--- BEGIN WORKING DATA ---
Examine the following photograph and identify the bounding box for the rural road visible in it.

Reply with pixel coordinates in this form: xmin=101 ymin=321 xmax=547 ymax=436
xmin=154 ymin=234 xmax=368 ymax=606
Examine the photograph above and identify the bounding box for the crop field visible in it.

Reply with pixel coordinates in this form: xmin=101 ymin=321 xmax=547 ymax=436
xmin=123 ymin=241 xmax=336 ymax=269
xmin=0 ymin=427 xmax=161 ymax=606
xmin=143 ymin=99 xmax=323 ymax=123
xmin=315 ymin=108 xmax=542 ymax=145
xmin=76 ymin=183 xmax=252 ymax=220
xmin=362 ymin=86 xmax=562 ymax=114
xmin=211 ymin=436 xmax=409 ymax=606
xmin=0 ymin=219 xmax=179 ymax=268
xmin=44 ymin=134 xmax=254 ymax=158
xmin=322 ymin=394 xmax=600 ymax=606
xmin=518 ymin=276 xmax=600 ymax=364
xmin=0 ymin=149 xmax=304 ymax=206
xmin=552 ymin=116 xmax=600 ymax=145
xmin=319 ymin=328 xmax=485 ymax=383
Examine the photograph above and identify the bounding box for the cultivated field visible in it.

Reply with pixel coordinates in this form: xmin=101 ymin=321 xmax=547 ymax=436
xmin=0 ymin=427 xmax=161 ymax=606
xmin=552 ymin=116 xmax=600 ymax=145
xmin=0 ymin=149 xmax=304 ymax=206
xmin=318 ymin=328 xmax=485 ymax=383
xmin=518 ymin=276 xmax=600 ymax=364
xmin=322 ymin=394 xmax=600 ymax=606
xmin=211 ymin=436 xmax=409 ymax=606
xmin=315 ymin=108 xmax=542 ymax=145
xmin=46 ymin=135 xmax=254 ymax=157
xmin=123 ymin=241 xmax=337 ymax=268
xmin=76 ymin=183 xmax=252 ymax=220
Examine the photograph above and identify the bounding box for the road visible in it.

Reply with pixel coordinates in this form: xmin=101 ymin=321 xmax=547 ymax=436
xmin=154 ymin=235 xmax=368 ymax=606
--- END WORKING DATA ---
--- BEGIN WORKING DATA ---
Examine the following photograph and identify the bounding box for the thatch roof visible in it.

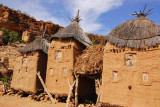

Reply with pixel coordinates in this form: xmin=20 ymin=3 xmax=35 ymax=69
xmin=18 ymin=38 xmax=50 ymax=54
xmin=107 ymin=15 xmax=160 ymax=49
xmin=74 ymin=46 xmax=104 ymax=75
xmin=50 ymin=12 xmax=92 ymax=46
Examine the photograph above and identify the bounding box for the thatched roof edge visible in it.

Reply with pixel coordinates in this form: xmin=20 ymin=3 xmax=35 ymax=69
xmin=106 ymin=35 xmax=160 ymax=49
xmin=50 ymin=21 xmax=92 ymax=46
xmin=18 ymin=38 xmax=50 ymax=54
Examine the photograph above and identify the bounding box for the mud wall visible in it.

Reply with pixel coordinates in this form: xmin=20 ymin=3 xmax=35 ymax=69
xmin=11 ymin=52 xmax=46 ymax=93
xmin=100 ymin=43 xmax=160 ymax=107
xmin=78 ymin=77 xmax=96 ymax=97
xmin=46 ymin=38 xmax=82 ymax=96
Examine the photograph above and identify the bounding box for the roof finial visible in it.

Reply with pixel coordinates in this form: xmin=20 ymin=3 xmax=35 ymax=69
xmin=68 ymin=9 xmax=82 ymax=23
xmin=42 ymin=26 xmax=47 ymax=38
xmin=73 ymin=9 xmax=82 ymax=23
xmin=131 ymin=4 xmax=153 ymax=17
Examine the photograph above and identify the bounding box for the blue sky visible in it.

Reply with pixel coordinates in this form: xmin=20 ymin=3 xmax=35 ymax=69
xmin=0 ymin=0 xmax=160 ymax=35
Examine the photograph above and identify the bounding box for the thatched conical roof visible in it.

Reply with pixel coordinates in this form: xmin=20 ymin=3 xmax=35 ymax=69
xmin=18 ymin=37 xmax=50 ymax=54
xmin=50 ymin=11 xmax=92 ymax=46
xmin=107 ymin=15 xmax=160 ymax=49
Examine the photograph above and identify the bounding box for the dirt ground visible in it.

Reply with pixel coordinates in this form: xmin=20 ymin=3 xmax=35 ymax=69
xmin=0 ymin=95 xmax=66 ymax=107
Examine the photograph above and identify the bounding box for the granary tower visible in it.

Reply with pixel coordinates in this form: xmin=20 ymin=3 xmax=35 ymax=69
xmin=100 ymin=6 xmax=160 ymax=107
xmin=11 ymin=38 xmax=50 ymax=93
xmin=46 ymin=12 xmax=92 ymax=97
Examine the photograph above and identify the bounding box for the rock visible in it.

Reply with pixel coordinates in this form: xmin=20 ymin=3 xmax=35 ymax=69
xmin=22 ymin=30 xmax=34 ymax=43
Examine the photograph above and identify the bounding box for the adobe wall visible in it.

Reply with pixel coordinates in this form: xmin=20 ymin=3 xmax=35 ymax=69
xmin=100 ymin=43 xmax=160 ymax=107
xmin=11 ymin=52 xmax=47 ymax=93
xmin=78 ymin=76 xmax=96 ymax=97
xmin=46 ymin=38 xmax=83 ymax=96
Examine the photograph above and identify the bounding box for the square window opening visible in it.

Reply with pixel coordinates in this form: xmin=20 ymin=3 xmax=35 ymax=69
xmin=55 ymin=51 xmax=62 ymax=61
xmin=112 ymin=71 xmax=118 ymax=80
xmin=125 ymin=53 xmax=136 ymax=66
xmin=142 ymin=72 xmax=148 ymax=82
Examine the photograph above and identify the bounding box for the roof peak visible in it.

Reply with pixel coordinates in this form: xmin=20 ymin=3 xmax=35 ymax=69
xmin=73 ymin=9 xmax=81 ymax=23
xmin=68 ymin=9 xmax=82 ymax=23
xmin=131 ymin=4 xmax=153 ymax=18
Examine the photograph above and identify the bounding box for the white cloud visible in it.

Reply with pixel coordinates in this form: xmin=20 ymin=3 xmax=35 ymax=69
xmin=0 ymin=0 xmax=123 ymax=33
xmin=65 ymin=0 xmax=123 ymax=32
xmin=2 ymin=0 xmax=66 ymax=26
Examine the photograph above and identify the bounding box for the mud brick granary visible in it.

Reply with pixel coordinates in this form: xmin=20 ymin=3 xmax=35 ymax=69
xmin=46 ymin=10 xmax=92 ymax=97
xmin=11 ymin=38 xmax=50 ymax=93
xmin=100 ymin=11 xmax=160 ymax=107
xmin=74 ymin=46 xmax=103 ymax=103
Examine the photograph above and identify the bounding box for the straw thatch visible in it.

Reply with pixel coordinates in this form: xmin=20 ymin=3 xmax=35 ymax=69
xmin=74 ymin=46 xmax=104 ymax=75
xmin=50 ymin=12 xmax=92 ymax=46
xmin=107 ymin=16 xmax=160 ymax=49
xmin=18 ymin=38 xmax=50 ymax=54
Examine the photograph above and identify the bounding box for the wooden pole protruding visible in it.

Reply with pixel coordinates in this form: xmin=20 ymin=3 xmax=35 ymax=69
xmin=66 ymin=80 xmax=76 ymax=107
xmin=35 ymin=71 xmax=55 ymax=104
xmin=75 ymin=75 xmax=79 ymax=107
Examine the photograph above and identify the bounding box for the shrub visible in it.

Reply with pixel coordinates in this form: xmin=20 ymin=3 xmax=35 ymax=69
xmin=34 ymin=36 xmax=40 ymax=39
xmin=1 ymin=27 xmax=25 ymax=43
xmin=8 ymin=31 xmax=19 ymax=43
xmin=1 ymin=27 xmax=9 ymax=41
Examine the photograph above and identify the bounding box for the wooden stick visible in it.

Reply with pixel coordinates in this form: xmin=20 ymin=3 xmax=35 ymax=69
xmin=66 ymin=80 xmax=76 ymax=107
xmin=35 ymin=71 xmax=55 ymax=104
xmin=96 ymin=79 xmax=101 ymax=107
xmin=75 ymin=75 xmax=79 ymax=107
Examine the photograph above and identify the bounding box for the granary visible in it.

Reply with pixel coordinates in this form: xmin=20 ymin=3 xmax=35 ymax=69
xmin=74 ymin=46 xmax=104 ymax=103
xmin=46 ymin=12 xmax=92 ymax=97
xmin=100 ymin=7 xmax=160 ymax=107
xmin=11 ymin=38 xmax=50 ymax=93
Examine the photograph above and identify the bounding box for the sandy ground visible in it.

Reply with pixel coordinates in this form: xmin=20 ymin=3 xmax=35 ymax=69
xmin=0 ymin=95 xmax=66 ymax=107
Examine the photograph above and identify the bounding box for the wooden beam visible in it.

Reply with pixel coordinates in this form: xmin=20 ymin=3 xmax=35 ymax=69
--- END WORKING DATA ---
■ **THE TASK**
Rewrite the records from the line containing "shrub visible in it." through the line containing "xmin=1 ymin=27 xmax=9 ymax=41", inclusive, with the requests included, and scale every coordinate in the answers by 1.75, rounding to whole numbers with halves rounded up. Leave the requests and their format samples unchanged.

■ **FINISHED EXERCISE**
Examine the photograph above and identify the bounding box for the shrub visible in it.

Reply with pixel coordinates in this form: xmin=20 ymin=3 xmax=35 ymax=69
xmin=60 ymin=63 xmax=70 ymax=68
xmin=2 ymin=47 xmax=44 ymax=75
xmin=14 ymin=54 xmax=33 ymax=75
xmin=2 ymin=47 xmax=16 ymax=72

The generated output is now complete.